[Exercise aim] Omit the images, then output each of the records below exactly.

[Data]
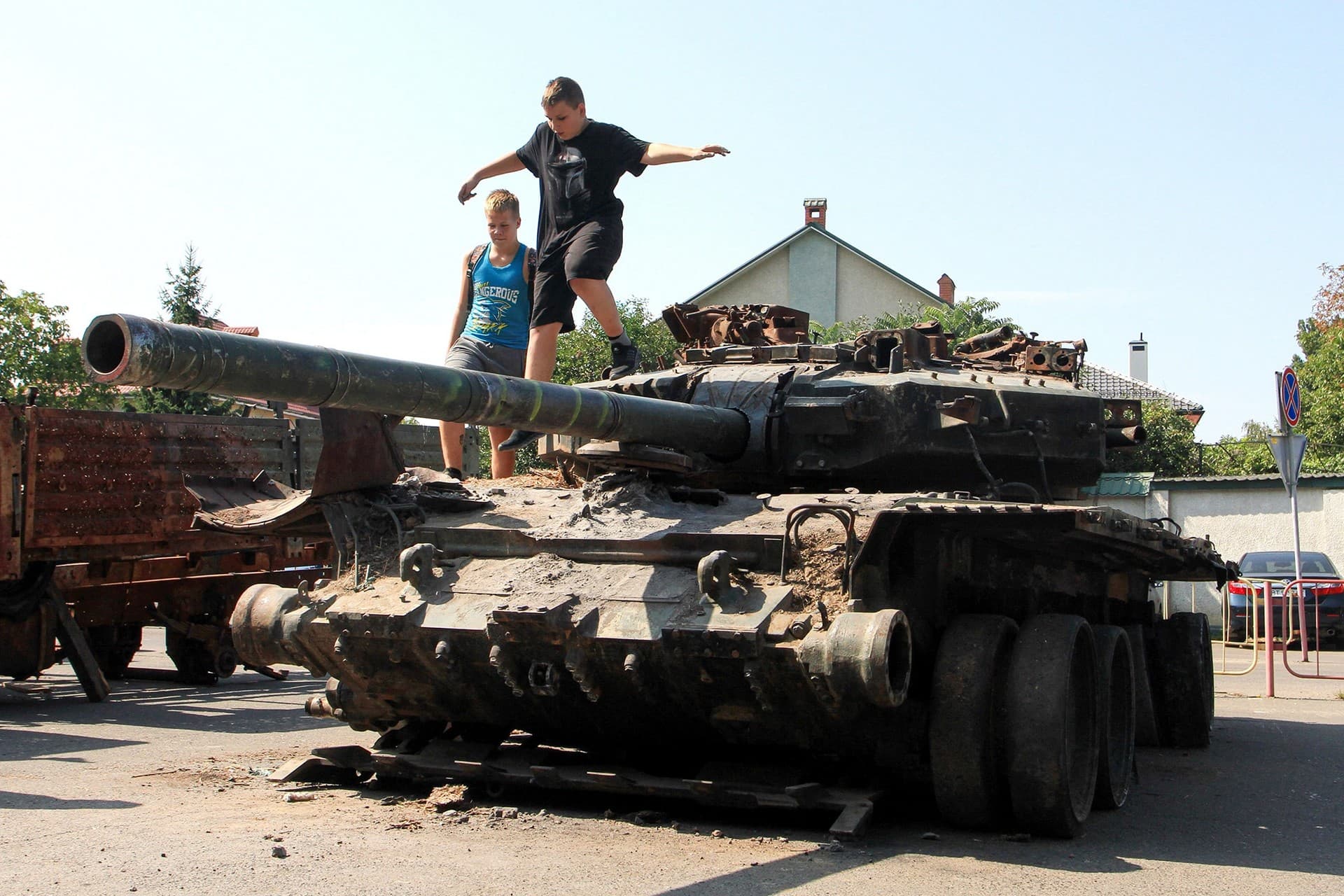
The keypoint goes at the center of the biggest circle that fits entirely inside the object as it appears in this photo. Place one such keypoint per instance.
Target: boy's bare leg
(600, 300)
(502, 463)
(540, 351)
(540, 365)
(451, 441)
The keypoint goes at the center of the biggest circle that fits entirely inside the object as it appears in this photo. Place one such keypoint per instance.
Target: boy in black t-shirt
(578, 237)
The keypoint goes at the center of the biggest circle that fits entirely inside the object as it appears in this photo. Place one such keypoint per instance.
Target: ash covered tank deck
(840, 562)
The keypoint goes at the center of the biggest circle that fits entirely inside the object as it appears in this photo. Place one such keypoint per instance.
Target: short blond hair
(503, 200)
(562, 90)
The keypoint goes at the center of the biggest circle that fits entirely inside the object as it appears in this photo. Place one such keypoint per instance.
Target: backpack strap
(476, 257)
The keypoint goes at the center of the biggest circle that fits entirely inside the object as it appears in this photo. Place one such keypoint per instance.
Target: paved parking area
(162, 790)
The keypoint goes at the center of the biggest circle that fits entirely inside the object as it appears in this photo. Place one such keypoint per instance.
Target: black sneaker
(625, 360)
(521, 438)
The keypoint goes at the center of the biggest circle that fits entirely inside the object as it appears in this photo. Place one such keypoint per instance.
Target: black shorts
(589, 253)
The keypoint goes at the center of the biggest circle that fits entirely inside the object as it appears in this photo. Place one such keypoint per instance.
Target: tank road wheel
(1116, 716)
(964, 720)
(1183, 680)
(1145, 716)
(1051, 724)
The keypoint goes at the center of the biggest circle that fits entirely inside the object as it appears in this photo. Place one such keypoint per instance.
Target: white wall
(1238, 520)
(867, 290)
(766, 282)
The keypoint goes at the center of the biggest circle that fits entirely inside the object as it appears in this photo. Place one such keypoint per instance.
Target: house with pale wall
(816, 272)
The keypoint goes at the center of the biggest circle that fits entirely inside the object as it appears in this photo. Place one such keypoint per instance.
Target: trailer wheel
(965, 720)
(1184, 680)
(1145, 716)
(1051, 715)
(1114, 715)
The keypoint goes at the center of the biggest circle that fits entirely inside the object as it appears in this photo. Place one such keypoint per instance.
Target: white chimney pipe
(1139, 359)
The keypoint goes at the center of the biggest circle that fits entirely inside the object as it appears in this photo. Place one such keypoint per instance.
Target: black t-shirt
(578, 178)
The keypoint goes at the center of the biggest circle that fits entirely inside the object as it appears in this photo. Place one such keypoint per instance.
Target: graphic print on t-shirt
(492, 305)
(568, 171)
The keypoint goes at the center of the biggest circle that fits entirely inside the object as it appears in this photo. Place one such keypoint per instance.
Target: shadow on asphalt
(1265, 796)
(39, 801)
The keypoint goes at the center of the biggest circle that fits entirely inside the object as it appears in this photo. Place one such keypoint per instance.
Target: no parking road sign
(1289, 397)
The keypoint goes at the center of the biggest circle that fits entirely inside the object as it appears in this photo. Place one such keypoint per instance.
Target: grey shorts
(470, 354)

[Full response]
The keypoint goes at the center of the biggest circle that fits entirely inside the object as it appears in this photo. Place one such keypoint per instance.
Target: boy's bare leg
(600, 300)
(502, 463)
(540, 351)
(540, 365)
(451, 441)
The keypoint goes at the center of the biggest circle that fits entirely inside the object as it appears in this photo. Place one such keypoint per instance.
Target: boy in black t-shirt
(578, 237)
The keypoint goes at the center of the biggest circle that fits entirely inside the object as it appears in this photo. Place one such keypoint per instance.
Target: ash covered tank deck
(840, 562)
The keypoint goes at the center of the biggest circle that fits entirely inside the object as it appears in this photo. Place one such keypoint per instance.
Target: short blond hair
(503, 200)
(562, 90)
The keypoint goes at the center of the biggest circle that fits entirely inside the object as it appears in this photo. Place one such keypoint per instance.
Target: backpack strap
(476, 257)
The keypoint goes at the center of the biggest circle that fits entirely inside the object as it appears in this photo. Place one such keypoint per instance.
Target: paved parking area
(162, 790)
The keypoint goes at the center of the biggest circle that fits entirely inside the object as it appears in this photo. Place one such keypoint per instance.
Target: black sneaker
(625, 360)
(521, 438)
The keypoint goes at the center of the biggest circle that fits entirely inside the object as it appears in this photo. Place one such keypoint per instance.
Target: black shorts
(589, 253)
The keypoint goes at the center of the biggest circle that fits entirely inside the object as it appears in this photo. Place one such keypoint per instance.
Target: tank road wheel
(1116, 716)
(964, 720)
(1183, 680)
(1145, 716)
(1051, 724)
The keypoint goes at the center of the biggest circle that fits entirely inside the object as it appears in this photo. Place one such keypoint per instance.
Target: white wall
(1238, 520)
(867, 290)
(766, 282)
The keypoint goes at the center of the biggest circle that fits entirely inside the object as it appears in this photo. Place one such keypoint per instance.
Target: house with pale wall
(816, 272)
The keypoint goes at the center of the biggest circle that fits entirely inside the object as it appears in this photo. Place one such keypoint per instance.
Target: trailer wheel
(965, 720)
(1184, 680)
(1145, 716)
(1051, 715)
(1114, 715)
The keypoint goes at the center of the biggest circle that fits entirely inside the object as it appears in this photo. Place one such keypoint per instance.
Target: white chimney pipe
(1139, 359)
The keypoint goes at the center of the biggest circle that fits entirely inside the object as it appears in this photo. Place one such keypoint per instance.
Target: black t-shirt
(578, 178)
The keypoint goes at the center of the biggest circle that fits entirely inside the object as it appears in this photo. Place one such keypoint per instance.
Target: graphic print on t-shirt
(492, 305)
(568, 171)
The keypoint goes at the center of the biggest circle that fits entirely inside the object as it appears in this photo. Place one such keypoint per instance.
Target: shadow on asphalt
(1265, 796)
(39, 801)
The keypoint goes at the center of the biggest circle that fits entirely inside the object as it appears in this photo. Place one such keypoint per instance.
Target: no parking road sign
(1289, 397)
The keypoint goes at the center of the biggest circle that fits entirely inside the object as it appears in this photo. Place one such keypoint per instance.
Target: grey shorts
(470, 354)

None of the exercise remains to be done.